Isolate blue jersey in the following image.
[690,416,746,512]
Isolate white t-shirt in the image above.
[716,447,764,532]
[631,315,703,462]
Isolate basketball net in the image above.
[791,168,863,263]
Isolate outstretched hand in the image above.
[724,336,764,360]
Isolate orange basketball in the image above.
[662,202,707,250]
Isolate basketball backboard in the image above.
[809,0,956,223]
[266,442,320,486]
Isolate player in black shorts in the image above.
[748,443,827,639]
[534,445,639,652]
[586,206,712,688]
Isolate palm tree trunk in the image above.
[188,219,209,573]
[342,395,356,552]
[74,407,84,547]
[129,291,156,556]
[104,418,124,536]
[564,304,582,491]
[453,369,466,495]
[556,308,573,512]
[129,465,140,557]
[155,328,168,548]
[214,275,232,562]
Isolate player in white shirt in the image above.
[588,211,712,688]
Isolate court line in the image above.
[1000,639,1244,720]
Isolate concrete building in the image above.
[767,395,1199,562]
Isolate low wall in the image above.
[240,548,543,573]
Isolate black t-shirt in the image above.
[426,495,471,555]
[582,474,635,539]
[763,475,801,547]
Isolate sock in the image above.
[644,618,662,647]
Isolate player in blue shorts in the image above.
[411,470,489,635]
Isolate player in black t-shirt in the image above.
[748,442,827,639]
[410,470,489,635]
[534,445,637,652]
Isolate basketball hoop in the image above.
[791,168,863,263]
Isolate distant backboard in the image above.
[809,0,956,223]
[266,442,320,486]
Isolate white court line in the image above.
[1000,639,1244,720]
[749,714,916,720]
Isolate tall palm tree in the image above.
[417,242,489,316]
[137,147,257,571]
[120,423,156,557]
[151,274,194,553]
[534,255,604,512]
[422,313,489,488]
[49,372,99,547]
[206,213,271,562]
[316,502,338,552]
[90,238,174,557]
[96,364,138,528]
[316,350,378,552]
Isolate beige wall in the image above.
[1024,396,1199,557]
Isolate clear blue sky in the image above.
__________________________________________________
*PROBLEM REQUIREMENTS*
Please present the listing above as a numbered list and leave out any blank lines.

*SOLUTION*
1. Isolate blue jersey in the following image.
2. [690,416,746,512]
3. Isolate white t-shirt in the image above.
4. [716,447,764,532]
5. [631,315,703,462]
6. Isolate basketball net in the image above.
7. [791,168,863,263]
8. Isolate outstretched hand in the image above.
9. [724,336,764,360]
10. Isolate orange basketball in the image above.
11. [662,202,707,250]
12. Isolate basketball backboard in the image above.
13. [809,0,956,223]
14. [266,442,320,486]
15. Isolate player in black shorts in the image above.
16. [748,443,827,639]
17. [534,445,639,652]
18. [586,206,712,688]
19. Isolate palm tree trunk in the image above.
20. [188,219,209,573]
21. [342,395,356,552]
22. [74,407,84,547]
23. [129,291,156,556]
24. [104,418,124,536]
25. [564,304,582,491]
26. [453,369,466,495]
27. [556,308,573,512]
28. [129,465,140,557]
29. [155,328,168,548]
30. [214,275,232,562]
31. Isolate player in white shirt in the image above.
32. [588,211,712,688]
33. Isolate court line in the image above.
34. [1000,639,1244,720]
35. Isolate concrete building in the image above.
36. [767,395,1199,562]
37. Isolate low wall in the image above.
38. [240,548,543,573]
39. Isolate black t-shirt in the image above.
40. [426,495,471,555]
41. [582,474,635,539]
42. [763,475,801,547]
43. Isolate sock in the image above.
44. [644,618,662,647]
45. Isolate player in blue shorts in the image above.
46. [411,470,489,635]
47. Isolate player in black t-shirt in the image above.
48. [748,442,827,639]
49. [410,470,489,635]
50. [534,445,637,652]
51. Isolate basketball hoop in the image above.
52. [791,168,863,263]
53. Isolate distant backboard in the image above.
54. [809,0,956,223]
55. [266,442,320,486]
56. Isolate white court line in the image above.
57. [1000,639,1244,720]
58. [749,714,916,720]
59. Isolate tall palm tree in the image above.
60. [417,242,489,316]
61. [137,147,257,571]
62. [120,423,156,557]
63. [151,274,194,553]
64. [534,255,604,512]
65. [422,313,489,488]
66. [49,372,99,547]
67. [206,213,271,562]
68. [316,502,338,552]
69. [90,238,174,557]
70. [96,364,138,528]
71. [316,350,378,552]
72. Isolate beige wall in the image above.
73. [1024,396,1199,557]
74. Isolate clear blue sky in the image above.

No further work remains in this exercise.